Could you output each line of the data that follows exactly?
********
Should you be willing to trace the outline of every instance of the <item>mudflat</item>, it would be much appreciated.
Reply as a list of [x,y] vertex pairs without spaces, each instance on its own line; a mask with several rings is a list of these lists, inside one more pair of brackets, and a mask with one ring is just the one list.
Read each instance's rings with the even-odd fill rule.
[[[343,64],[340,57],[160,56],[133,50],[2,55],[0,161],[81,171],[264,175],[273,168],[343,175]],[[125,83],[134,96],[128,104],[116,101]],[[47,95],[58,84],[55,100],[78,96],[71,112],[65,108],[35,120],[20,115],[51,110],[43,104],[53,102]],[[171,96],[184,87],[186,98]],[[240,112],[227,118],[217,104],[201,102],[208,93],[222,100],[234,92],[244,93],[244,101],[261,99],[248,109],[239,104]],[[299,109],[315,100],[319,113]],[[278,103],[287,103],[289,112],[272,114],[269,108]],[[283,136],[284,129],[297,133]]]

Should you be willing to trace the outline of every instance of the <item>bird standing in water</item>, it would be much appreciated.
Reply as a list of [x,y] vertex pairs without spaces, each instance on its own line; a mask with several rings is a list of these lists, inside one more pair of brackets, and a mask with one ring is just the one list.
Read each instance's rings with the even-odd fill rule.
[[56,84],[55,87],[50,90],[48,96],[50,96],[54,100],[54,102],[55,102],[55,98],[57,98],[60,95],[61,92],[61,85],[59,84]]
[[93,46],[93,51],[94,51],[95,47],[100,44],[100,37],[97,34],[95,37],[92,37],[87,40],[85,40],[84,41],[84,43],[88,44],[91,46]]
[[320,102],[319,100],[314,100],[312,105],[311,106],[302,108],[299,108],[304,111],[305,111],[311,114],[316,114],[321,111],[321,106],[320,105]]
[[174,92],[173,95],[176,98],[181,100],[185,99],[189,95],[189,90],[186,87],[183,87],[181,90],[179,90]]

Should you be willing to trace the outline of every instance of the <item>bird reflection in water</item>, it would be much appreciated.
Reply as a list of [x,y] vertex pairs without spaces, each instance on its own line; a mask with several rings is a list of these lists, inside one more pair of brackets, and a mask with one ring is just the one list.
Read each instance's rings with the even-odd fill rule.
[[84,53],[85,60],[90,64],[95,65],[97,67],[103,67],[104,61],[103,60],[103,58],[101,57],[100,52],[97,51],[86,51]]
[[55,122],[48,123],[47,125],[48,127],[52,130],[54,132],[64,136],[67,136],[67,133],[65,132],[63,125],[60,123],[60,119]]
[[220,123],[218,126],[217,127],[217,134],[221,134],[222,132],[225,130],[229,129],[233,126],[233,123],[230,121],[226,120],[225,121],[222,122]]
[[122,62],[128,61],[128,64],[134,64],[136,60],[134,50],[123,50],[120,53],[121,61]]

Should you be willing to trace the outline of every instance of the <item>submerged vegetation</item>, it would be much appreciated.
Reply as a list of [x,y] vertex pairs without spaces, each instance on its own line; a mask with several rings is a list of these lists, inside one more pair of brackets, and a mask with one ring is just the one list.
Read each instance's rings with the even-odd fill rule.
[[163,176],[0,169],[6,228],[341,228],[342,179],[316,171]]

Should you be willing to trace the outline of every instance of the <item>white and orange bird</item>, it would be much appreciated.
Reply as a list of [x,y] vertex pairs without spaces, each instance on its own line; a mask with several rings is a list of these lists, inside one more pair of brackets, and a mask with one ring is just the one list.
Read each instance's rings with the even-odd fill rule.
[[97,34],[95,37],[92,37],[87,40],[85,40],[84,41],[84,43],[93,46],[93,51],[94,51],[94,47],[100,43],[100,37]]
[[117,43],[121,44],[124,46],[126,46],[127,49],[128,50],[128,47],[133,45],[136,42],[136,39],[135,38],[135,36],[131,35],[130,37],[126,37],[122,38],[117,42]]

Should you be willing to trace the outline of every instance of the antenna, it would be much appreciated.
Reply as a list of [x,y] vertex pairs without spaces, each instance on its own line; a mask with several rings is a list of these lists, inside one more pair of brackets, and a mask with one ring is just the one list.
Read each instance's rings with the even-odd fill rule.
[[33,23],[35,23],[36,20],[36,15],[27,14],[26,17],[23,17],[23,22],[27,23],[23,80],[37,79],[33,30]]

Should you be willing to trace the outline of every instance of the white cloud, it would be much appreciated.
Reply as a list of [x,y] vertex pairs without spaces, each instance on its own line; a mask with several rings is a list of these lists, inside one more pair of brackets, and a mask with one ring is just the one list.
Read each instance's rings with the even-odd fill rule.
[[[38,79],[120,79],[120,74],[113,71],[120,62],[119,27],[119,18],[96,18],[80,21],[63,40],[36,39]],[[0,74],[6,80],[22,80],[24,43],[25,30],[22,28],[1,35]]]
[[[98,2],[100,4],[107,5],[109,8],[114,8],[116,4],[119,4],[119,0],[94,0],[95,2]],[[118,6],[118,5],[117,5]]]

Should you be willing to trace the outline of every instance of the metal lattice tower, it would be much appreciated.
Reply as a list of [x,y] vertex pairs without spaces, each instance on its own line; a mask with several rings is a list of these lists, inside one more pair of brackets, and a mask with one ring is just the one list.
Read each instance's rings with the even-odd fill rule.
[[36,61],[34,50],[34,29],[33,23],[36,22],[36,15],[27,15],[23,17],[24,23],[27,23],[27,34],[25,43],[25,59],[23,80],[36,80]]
********
- Response
Should you be willing to trace the outline of every instance of the <item>mudflat</item>, it would be much appreciated.
Reply as a list of [x,y] vertex pairs without spaces, each instance on its own line; a mask with several rings is a list of these lists, inside one more pair of brackets, and a mask with one ring is just the one list.
Read each instance's rings with the even-odd fill rule.
[[[343,64],[340,57],[160,56],[133,50],[2,55],[0,161],[81,171],[264,175],[273,168],[343,175]],[[125,83],[134,96],[128,104],[116,101]],[[47,95],[58,84],[55,100],[78,96],[71,112],[65,108],[35,120],[20,115],[51,110],[43,104],[53,102]],[[171,96],[184,87],[186,98]],[[240,112],[227,118],[217,104],[201,102],[208,93],[222,100],[234,92],[244,93],[244,101],[261,99],[248,109],[239,104]],[[299,109],[315,100],[319,113]],[[278,103],[287,103],[289,112],[272,114],[269,108]],[[283,136],[284,129],[297,133]]]

Should you be willing to trace the outline of every instance of the <item>bird standing in water</item>, it would be much appreciated.
Reply as a list of [x,y] vertex pairs without spaces, each instance on its own line; a mask with several rings is a list of these lists, inside one more pair of brackets, and a mask with one ring is just the one list.
Read each instance's rings with the even-odd fill rule.
[[56,84],[55,87],[50,90],[48,96],[50,96],[54,100],[54,102],[55,102],[55,98],[57,98],[60,95],[61,92],[61,85],[59,84]]
[[93,46],[93,51],[94,51],[95,47],[100,44],[100,37],[97,34],[95,37],[92,37],[87,40],[85,40],[84,41],[84,43],[88,44],[91,46]]
[[320,102],[319,100],[314,100],[312,105],[311,106],[302,108],[299,108],[304,111],[305,111],[311,114],[316,114],[321,111],[321,106],[320,105]]
[[174,92],[173,95],[176,98],[181,100],[185,99],[189,95],[189,90],[186,87],[183,87],[181,90],[179,90]]

Should you be willing to trace the outline of every instance of the <item>bird reflection in water</item>, it would be much appreciated.
Reply as a list of [x,y] vertex pairs without spaces, each instance on its own line; a mask with several rings is a list of these lists, inside one more pair of brackets, and a mask with one ring is just the one list.
Read each instance's rings with the even-odd fill rule.
[[84,53],[85,60],[90,64],[95,65],[97,67],[103,67],[104,61],[103,60],[103,58],[101,57],[100,52],[97,51],[86,51]]
[[55,122],[48,123],[47,125],[48,127],[52,130],[54,132],[64,136],[67,136],[67,133],[65,132],[63,125],[60,123],[60,119]]
[[220,123],[218,126],[217,127],[217,134],[221,134],[222,132],[225,130],[229,129],[233,126],[233,123],[230,121],[226,120],[225,121],[222,122]]
[[122,62],[128,61],[128,64],[134,64],[136,60],[134,50],[123,50],[120,53],[121,61]]

Should you be willing to trace the outline of every instance of the <item>submerged vegetation</item>, it would be much appreciated.
Reply as a list of [x,y] vertex pairs without spaces, each instance on its own line; a mask with several rings is a list of these lists, inside one more pair of brackets, and a mask with one ring is just the one list.
Read each instance's rings with the even-odd fill rule.
[[163,176],[0,169],[6,228],[341,228],[342,179],[316,171]]

Should you be willing to trace the outline of every instance of the <item>white and orange bird</item>, it would be much appreciated.
Reply as a list of [x,y] vertex pairs without spaces, each instance on its own line; a mask with several rings is a list of these lists, inside one more pair of brackets, and a mask with one ring is just the one list.
Read each instance's rings with the even-odd fill rule.
[[97,34],[95,37],[92,37],[87,40],[85,40],[84,41],[84,43],[93,46],[93,51],[94,51],[94,47],[100,43],[100,37]]
[[117,43],[121,44],[124,46],[126,46],[127,49],[128,50],[128,47],[133,45],[136,42],[136,39],[135,38],[135,36],[131,35],[130,37],[126,37],[122,38],[117,42]]

Should you be willing to trace the outline of every instance of the antenna, it would be much appreciated.
Reply as a list of [x,y] vertex pairs without spaces, each instance on its own line; a mask with several rings is a list of these lists, inside one more pair of brackets, and a mask with one ring is just the one list.
Read each instance's rings with the even-odd fill rule.
[[33,23],[35,23],[36,20],[36,15],[27,14],[26,17],[23,17],[23,22],[27,23],[23,80],[37,79],[33,30]]

Should you be willing to trace the outline of every instance of the white cloud, it would be much appreciated.
Reply as a list of [x,y] vertex pairs without spaces, each instance on its own line; a mask with several rings is a list of these lists, inside one more pair of brackets, and a mask with one ring is just the one list.
Read each instance's rings with the even-odd fill rule.
[[[38,79],[120,79],[120,74],[113,71],[120,62],[119,27],[119,18],[96,18],[80,21],[63,40],[36,39]],[[0,74],[6,80],[22,80],[24,43],[25,30],[22,28],[1,35]]]
[[[98,2],[100,4],[107,5],[109,8],[114,8],[116,4],[119,4],[119,0],[94,0],[95,2]],[[118,6],[118,5],[117,5]]]

Should you be willing to trace the outline of every instance of the metal lattice tower, it would be much appreciated.
Reply as a list of [x,y] vertex pairs without spaces, each instance on its own line; a mask with several rings is a list of these lists, inside one more pair of brackets, and a mask with one ring is just the one list.
Read each instance's rings with the even-odd fill rule.
[[36,61],[34,50],[34,29],[33,23],[36,22],[36,15],[27,15],[23,17],[24,23],[27,23],[27,34],[25,43],[25,59],[23,80],[36,80]]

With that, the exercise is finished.